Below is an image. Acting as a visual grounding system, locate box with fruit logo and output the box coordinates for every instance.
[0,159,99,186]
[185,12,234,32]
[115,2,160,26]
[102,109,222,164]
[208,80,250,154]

:: ASSIGNED TASK ::
Reproduce each entry exactly, leaving out nothing.

:: ANSWER SECTION ::
Below is an image. Acting as a visual grounding system, locate box with fruit logo and output the box coordinates for every instance.
[0,159,99,186]
[185,12,234,32]
[115,2,160,26]
[102,109,222,164]
[208,80,250,154]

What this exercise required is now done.